■ Provided passage:
If all tests are successful, the include files, libraries, and MA man pages should be manually placed in a local directory where all users can access them. In this build, some of the include files ended up with funny modes, so it was necessary to change them with chmod 644 include/*, so that all users could read them. In this example, all versions of GA are located under /usr/local/ga, and this particular build is installed under /usr/local/ga/ga-4-0-mpich2-gcc, signifying that the libraries below that directory come from GA version 4.0 and that they were built with MPICH2, which was built with and used the gcc compilers.
After the new include/ and lib/ directories are moved to the publicly accessible location, the MA man pages are copied to the same area and a MANPATH entry is added to /etc/man.config so that those manual pages can be seen by the man command.
Now that the installation is complete, it’s time to try out a simple program to see how the API works.

A Simple GA Program

To understand the basic requirements of using the GA toolkit, let’s modify the standard MPI” Hello, world!” program that has appeared here before. The GA version of this program will still initialize and finalize MPI, but it must also start GA and MA. Listing One contains the sample source code for hello-world-ga.c.

■ Written exercise a: According to the passage on installing GA, what command was used to make the include files readable by all users?
The passage and the records were taken from unrelated sources.

Labeled-object pointing entries
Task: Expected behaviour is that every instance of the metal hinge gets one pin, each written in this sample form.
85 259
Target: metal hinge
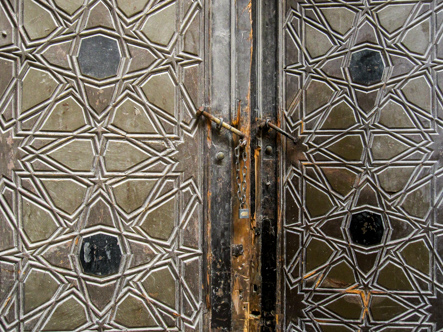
220 122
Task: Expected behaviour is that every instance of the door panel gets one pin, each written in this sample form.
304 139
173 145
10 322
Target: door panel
361 234
101 195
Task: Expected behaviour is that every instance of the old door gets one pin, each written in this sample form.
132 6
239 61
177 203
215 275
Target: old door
361 234
101 155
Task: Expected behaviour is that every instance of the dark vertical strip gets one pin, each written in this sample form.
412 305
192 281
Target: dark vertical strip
220 185
269 161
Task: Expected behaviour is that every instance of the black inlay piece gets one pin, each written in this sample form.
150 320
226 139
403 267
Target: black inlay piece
99 56
366 67
100 255
366 228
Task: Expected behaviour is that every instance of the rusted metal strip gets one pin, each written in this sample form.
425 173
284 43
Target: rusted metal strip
220 123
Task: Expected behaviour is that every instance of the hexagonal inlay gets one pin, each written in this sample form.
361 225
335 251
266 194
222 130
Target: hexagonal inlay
366 228
99 56
100 254
366 67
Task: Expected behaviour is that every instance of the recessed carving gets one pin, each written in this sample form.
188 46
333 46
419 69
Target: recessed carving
100 255
366 228
366 67
99 56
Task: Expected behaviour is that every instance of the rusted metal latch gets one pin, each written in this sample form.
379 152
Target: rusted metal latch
220 123
266 124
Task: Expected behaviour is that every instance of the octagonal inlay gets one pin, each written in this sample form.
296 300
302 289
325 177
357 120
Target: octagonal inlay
100 254
99 56
366 67
366 228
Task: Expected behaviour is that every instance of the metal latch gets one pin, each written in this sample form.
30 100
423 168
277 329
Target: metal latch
220 123
266 124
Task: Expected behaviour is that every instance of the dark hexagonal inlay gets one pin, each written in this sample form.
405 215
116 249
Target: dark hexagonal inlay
366 67
99 56
100 255
366 228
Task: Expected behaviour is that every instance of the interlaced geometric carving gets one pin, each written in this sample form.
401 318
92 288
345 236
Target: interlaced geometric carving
99 143
371 145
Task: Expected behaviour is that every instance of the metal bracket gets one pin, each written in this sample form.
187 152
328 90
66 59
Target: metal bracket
220 123
266 124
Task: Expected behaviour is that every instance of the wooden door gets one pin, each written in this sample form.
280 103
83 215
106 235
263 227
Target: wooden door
101 206
361 229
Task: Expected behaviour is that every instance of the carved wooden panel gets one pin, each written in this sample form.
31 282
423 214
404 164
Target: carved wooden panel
362 231
101 190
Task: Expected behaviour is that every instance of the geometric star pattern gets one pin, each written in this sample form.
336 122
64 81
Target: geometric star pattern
99 139
372 147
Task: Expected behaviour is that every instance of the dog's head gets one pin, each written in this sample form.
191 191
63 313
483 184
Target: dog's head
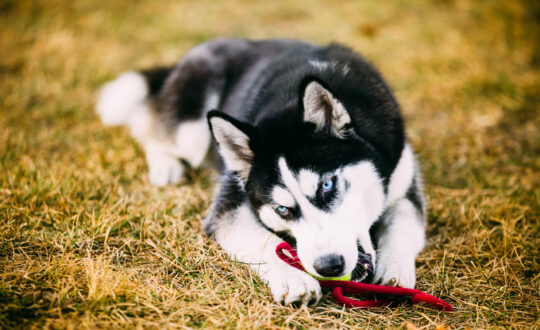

■ Written exercise b: Update the records from the line with "Task: Expected behaviour is that every instance of the geometric" through the end of the records, replacing "pin" with "marker" and changing nothing else. Leave the pictures out of the result.

■ Final answer a: chmod 644 include/*

■ Final answer b:
Task: Expected behaviour is that every instance of the geometric star pattern gets one marker, each written in this sample form.
336 122
64 81
Target: geometric star pattern
99 139
372 147
Task: Expected behaviour is that every instance of the dog's head gets one marker, each written in this sample form.
191 191
63 313
483 184
Target: dog's head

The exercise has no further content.